DATA TO USE =
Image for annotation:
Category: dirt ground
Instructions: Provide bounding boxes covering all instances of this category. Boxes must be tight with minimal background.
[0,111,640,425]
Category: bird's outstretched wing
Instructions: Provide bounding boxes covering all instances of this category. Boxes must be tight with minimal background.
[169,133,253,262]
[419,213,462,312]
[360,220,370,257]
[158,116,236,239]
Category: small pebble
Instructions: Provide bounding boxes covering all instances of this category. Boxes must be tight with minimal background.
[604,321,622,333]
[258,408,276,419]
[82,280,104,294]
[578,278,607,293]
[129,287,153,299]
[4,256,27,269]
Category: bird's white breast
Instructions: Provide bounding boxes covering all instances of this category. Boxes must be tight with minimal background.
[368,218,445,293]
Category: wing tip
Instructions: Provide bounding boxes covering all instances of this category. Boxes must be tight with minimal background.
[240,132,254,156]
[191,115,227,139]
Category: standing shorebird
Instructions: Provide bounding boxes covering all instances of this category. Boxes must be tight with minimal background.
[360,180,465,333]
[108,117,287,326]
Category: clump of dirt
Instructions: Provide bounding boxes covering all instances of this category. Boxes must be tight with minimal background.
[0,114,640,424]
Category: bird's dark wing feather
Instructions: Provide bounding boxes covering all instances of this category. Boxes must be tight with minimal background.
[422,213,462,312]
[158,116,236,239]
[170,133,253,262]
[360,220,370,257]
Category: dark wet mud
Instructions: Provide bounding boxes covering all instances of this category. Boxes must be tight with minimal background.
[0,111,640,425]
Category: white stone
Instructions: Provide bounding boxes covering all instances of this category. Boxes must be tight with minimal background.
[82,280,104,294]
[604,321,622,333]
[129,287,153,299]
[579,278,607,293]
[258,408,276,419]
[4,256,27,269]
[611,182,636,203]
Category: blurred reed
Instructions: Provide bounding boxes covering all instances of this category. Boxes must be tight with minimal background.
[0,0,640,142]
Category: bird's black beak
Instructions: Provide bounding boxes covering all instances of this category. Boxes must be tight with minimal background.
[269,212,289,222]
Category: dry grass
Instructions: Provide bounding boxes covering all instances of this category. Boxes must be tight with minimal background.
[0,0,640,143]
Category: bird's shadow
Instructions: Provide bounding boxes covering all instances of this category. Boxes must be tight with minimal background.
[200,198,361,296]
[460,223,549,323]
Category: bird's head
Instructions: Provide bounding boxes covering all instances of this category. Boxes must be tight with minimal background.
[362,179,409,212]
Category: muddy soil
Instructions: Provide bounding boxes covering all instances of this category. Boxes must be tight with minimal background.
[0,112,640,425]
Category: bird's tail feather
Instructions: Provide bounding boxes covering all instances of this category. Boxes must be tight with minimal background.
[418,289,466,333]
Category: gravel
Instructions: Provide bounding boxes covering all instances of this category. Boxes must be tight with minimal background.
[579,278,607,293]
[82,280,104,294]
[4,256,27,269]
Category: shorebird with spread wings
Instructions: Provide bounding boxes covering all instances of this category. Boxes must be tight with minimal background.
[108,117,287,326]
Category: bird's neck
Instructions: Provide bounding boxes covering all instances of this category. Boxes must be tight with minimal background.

WRITTEN INSTRUCTION = Rewrite all of the data above, changing every "minimal background" to "as little background as possible" and keeping everything else the same.

COMPLETED TASK =
Image for annotation:
Category: dirt ground
Instructions: Provide bounding boxes covering all instances of this category. Boxes must be tight with as little background as possible.
[0,111,640,425]
Category: bird's outstretched wing
Instructions: Provide bounding boxes covering all instances of this category. Boxes must be tight with as little background as possible.
[169,133,253,262]
[419,213,462,312]
[360,220,370,257]
[158,116,236,239]
Category: small pebble
Instructions: Provide bounding boxes covering all instances of this category. Boxes must be tight with as little background as possible.
[604,321,622,333]
[258,408,276,419]
[82,280,104,294]
[578,278,607,293]
[129,287,153,299]
[4,256,27,269]
Category: bird's white breast
Instructions: Provide bounding boxes covering all instances of this category. Boxes must be tight with as little background as possible.
[368,218,445,293]
Category: wing tip
Instructions: Provide bounding boxes covering all instances of this category. Boxes must be tight with as little background as possible.
[240,132,254,156]
[191,115,227,139]
Category: standing shorebird
Instructions: Provide bounding boxes covering all instances of this category. Boxes must be tight with as little background as possible.
[360,180,465,333]
[108,117,287,326]
Category: clump of dirt
Instructions: Provide bounding boxes covering all instances of this category. Boxes must be tight with as little background as possible.
[0,114,640,424]
Category: bird's dark wing feather
Instructions: Provide bounding boxes covering all instances of this category. Boxes must be tight with as little background as possible.
[422,213,462,312]
[158,116,236,239]
[170,133,253,262]
[360,220,370,257]
Category: dark wet mud
Instructions: Provide bounding boxes covering all instances of this category. Boxes must be tight with as little background as possible.
[0,111,640,425]
Category: white stone
Instructions: Provide bounding boxes covering all instances of this category. Boxes must be tight with as little background as possible.
[82,280,104,294]
[604,321,622,333]
[129,287,153,299]
[579,278,607,293]
[258,408,276,419]
[4,256,27,269]
[611,182,636,203]
Category: blurred reed
Instructions: Provide bounding boxes covering all instances of this category. Boxes must be tight with as little background as possible.
[0,0,640,142]
Category: bird's black beak
Instructions: Provide bounding boxes covering all instances of this category. Boxes must be tight with as little background as possible.
[269,212,289,222]
Category: dry grass
Instructions: Provide bounding boxes covering all instances of this category. Boxes must be tight with as little background as possible.
[0,0,640,143]
Category: bird's shadow
Instructions: Provide bounding boxes covering all instances of this category. Boxes must be tight with as little background as possible.
[200,198,361,296]
[460,223,549,323]
Category: bird's head
Instructions: Provide bounding boxes covering all instances of this category. Boxes must be tight with as little background as possible.
[362,179,409,212]
Category: muddy soil
Instructions: Provide bounding boxes covering all instances of this category. Boxes must be tight with as little background as possible.
[0,112,640,425]
Category: bird's tail feather
Instructions: Provide bounding boxes covering all instances of this category. Boxes must be tight with as little background as possible.
[418,289,466,333]
Category: gravel
Instructions: Provide bounding boxes covering all instances of this category. Boxes must be tight with as little background as possible.
[579,278,607,293]
[82,280,104,294]
[4,256,27,269]
Category: shorebird with spread wings
Instructions: Provide bounding boxes covering all instances of this category. Boxes must be tight with as little background as possible.
[108,117,287,326]
Category: bird's neck
Instructions: Provide bounding boxes covering all instances of this category. Boxes must be tight with as little background as possible.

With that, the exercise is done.